# POLECENIA DO WYKONANIA:
• A. Przeredaguj w tekście o żużlowcach odcinek od słów „Bazując na tym, co” aż po „miesiącu były częste.”, wstawiając „doradcą podatkowym” w miejsce „księgową”.
• B. Dopisz dalszy ciąg tekstu o żużlowcach, zaczynając od miejsca po jego ostatnim zdaniu.

=== BLOK TEKSTU ===

Bazując na tym, co zauważyłem w swoim otoczeniu, ta propozycja może nie pomóc niektórym zawodnikom. Każdy przypadek trzeba badać indywidualnie, ponieważ przyznanie pomocy jest uwarunkowane spełnieniem określonych w ustawie wymogów. W zależności od tego, jak skonstruowane są umowy zawodników z klubami, poszczególnymi sponsorami i innymi podmiotami, mogli oni mieć przychody np. z tytułu kwot „za podpis” już w listopadzie, ale pewnie większość klubów wypłaca takie środki w lutym lub marcu. To z kolei może warunkować, czy zmieszczą się w limicie maksymalnego przychodu za wskazany w przepisach okres. Rozważania te są ściśle prawnicze i ciężko to wyjaśnić w kilku zdaniach, niemniej jeszcze raz podkreślam, że sytuację każdego zawodnika należy rozpatrywać indywidualnie i na pewno połączenia z księgową w tym miesiącu były częste.
We wspomnianym wyżej programie pojawiła się koncepcja, by różnicować poziom ustępstw zawodników ekstraligowych od jeźdźców z niższych klas rozgrywkowych. Uzasadniane to było mniejszymi dochodami na zapleczu PGE Ekstraligi. Jak się Pan do tego odniesie, będąc powiązanym ze sportowcami z obu tych grup?
Tak, na pewno trzeba inaczej spojrzeć na sytuacje tych zawodników. Na ważną kwestię w sobotnim programie zwrócił uwagę Mirek Jabłoński. Zawodnicy z Ekstraligi, dysponujący setkami tysięcy złotych uzyskanymi „za podpis”, mogą sobie pozwolić na hurtowe zakupy sprzętu, a przy okazji uzyskać rabat od sprzedawcy. Moim zdaniem właśnie w Ekstralidze możemy mówić o „profesjonalnym żużlu”. Natomiast pierwszoligowcy, którzy przed sezonem mogą otrzymać do 60 000 zł, nie są w stanie za takie środki pokryć kosztów samych przygotowań do sezonu, dlatego by móc na co dzień funkcjonować, robią drobne, pojedyncze zakupy i dopiero za pieniądze podniesione z toru uzupełniają swoje warsztaty.

=== ZAREJESTROWANE DANE ===

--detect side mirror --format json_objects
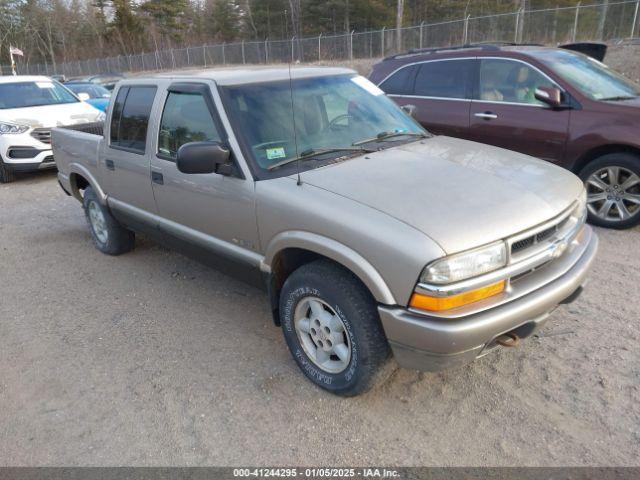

===

# ODPOWIEDZI DO ZADAŃ:
• A.
Bazując na tym, co zauważyłem w swoim otoczeniu, ta propozycja może nie pomóc niektórym zawodnikom. Każdy przypadek trzeba badać indywidualnie, ponieważ przyznanie pomocy jest uwarunkowane spełnieniem określonych w ustawie wymogów. W zależności od tego, jak skonstruowane są umowy zawodników z klubami, poszczególnymi sponsorami i innymi podmiotami, mogli oni mieć przychody np. z tytułu kwot „za podpis” już w listopadzie, ale pewnie większość klubów wypłaca takie środki w lutym lub marcu. To z kolei może warunkować, czy zmieszczą się w limicie maksymalnego przychodu za wskazany w przepisach okres. Rozważania te są ściśle prawnicze i ciężko to wyjaśnić w kilku zdaniach, niemniej jeszcze raz podkreślam, że sytuację każdego zawodnika należy rozpatrywać indywidualnie i na pewno połączenia z doradcą podatkowym w tym miesiącu były częste.

• B.
Czy cięcia powinny objąć także inne osoby, które działają w środowisku żużlowym?
Każda grupa zawodowa działająca w sporcie żużlowym powinna zasiąść do rozmów. Najprościej zrzucić cały balast na zawodników, ale musimy mieć świadomość, że ten i tak drogi sport jest dodatkowo obciążony zbędnymi kosztami. Uważam, że kluby mogłyby sporo zaoszczędzić, gdyby nawet na sezon 2020 zniesiono pewne wymogi i obowiązki zapisane w regulaminach.

Jak reaguje Pan na pojawiające się z wielu stron głosy, że skoro potrąca się pensje piłkarzom, siatkarzom lub koszykarzom, to i żużlowcy powinni się na to zgodzić?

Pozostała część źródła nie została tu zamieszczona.